Records provided >>

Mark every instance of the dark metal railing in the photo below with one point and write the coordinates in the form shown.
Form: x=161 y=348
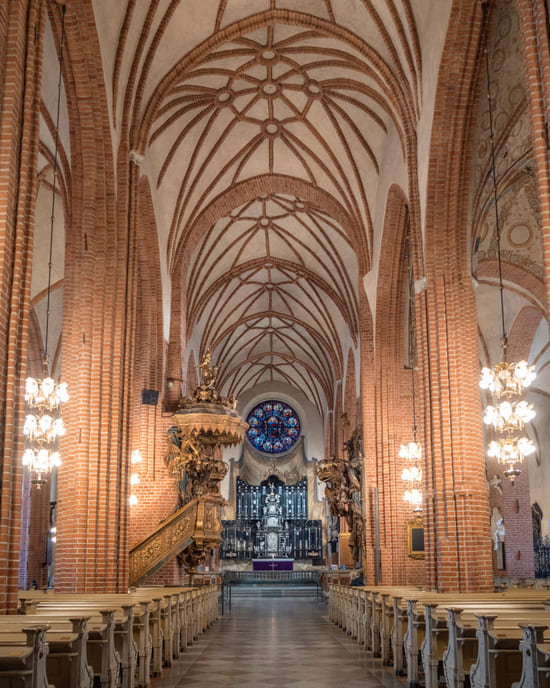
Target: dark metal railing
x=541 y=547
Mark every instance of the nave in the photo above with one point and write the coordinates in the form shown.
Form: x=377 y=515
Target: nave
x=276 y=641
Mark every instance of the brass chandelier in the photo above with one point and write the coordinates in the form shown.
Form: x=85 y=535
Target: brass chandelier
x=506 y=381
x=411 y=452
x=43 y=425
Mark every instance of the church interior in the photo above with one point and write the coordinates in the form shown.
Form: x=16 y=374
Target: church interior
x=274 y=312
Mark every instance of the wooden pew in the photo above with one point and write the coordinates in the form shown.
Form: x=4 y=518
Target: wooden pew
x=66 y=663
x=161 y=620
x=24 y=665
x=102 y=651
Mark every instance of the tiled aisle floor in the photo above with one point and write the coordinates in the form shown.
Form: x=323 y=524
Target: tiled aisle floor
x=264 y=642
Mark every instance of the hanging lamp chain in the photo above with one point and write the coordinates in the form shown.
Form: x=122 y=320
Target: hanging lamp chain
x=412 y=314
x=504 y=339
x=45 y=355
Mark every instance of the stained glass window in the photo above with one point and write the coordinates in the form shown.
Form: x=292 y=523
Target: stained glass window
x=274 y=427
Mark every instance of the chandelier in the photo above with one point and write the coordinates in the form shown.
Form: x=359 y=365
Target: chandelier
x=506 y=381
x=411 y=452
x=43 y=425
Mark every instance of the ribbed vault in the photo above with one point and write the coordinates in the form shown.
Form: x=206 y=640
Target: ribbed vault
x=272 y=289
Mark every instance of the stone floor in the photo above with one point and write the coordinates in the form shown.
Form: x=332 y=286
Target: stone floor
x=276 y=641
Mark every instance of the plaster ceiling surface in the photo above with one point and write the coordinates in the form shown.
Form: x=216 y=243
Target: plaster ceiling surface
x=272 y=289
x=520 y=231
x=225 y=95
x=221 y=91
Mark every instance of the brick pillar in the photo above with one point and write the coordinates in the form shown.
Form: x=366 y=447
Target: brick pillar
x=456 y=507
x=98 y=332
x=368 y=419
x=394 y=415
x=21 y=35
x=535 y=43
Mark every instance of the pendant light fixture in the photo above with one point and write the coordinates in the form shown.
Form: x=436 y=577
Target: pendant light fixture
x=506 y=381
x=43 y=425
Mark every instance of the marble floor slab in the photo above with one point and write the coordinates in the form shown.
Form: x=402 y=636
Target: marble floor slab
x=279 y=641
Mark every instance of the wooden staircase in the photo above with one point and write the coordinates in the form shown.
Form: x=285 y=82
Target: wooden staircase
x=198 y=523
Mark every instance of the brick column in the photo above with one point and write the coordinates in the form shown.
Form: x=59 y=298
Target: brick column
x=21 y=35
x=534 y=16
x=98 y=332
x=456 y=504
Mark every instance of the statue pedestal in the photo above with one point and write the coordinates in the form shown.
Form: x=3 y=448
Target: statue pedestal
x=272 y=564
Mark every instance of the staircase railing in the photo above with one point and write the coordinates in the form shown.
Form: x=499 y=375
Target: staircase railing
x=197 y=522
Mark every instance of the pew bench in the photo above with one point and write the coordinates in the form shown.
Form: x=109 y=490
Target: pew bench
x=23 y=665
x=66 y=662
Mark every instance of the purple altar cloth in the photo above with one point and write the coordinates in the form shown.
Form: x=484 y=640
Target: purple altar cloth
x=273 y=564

Exercise prompt >> Print all of the lines above word for word, and leave the pictures out.

Reply >>
Mark every instance of the dark metal railing in the photo below with one point and write the coordinates in the form shown.
Form: x=161 y=348
Target: dark metal railing
x=541 y=547
Mark every instance of the nave in the photo above with one point and write the coordinates in the form shown.
Form: x=377 y=515
Target: nave
x=276 y=641
Mark every instance of the brass chandelier in the photo above with one point and write the coordinates in the form shown.
Form: x=85 y=535
Target: brass chandelier
x=506 y=381
x=411 y=452
x=43 y=425
Mark every instance of the church interior in the photo above with one point and write the coordinates in the form shown.
Form: x=16 y=374
Target: church interior
x=274 y=312
Mark every instance of the wooden pew in the photo above with one point and write the coordinates in the form shown.
Form: x=4 y=518
Target: wooden pew
x=66 y=663
x=161 y=620
x=24 y=665
x=102 y=651
Mark every instance of the tiled aisle floor in the photo above with one point and write the coordinates in the form shown.
Form: x=323 y=524
Target: tiled aisle floor
x=264 y=642
Mark every instance of the hanging lamp chain in the photo above with one point and write the coordinates in the form shown.
Form: x=122 y=320
Target: hanging lamp chain
x=412 y=314
x=504 y=339
x=45 y=355
Mark every instance of the stained glass window in the photo above with one point and write the coordinates in the form shown.
Form: x=292 y=523
Target: stained glass window
x=274 y=427
Mark every instance of the chandelier in the photo above with one point and write the coordinates in the form shown.
Form: x=359 y=365
Target: chandelier
x=506 y=381
x=411 y=452
x=43 y=425
Mark every instance of the ribbed vault in the photo above with one point and write the coordinates in the form shown.
Form: x=206 y=640
Target: ribbed vault
x=272 y=289
Mark every instance of the stone floor in the photo above with one point and write the coordinates in the form shown.
Form: x=332 y=286
Target: stone floor
x=276 y=641
Mark every instance of the plaster ceiling surface in the photo above with one point and write the coordinates in the form shown.
Form: x=216 y=243
Target: plaster ceiling surface
x=272 y=289
x=520 y=231
x=225 y=95
x=221 y=91
Mark every instance of the brick pillar in the photo above with one point and write the coordinates in the form shown.
Form: x=366 y=447
Target: brick pillar
x=456 y=507
x=98 y=332
x=368 y=419
x=394 y=415
x=21 y=35
x=535 y=43
Mark every instance of the pendant light fixture in the photo above with one point and write the coordinates in the form shown.
Form: x=436 y=577
Target: pendant light fixture
x=506 y=381
x=43 y=425
Mark every instance of the marble floor slab in the photo above with one point and write the coordinates in the form shown.
Form: x=402 y=636
Target: marble floor slab
x=279 y=641
Mark every instance of the wooden staircase in the photo above with one point and write the coordinates in the form shown.
Form: x=285 y=82
Target: wooden staircase
x=198 y=523
Mark every instance of the brick column in the photo above with one point and write the coordinates in the form shown.
Form: x=59 y=298
Target: brick column
x=21 y=35
x=534 y=16
x=98 y=332
x=456 y=504
Mark every instance of the statue pedestal in the photo above with one point and write the coordinates in the form shown.
Form: x=3 y=448
Target: statue pedestal
x=272 y=564
Mark every instance of the staircase railing in the photo above with one point and write the coordinates in the form shown.
Form: x=499 y=375
Target: staircase railing
x=197 y=522
Mark every instance of the pew bench in the photo above with one point and write the coordinates in the form shown.
Form: x=109 y=490
Target: pew bench
x=23 y=665
x=66 y=662
Mark every instance of the purple altar cloth in the photo above with one point and write the coordinates in the form shown.
Form: x=484 y=640
Target: purple altar cloth
x=273 y=564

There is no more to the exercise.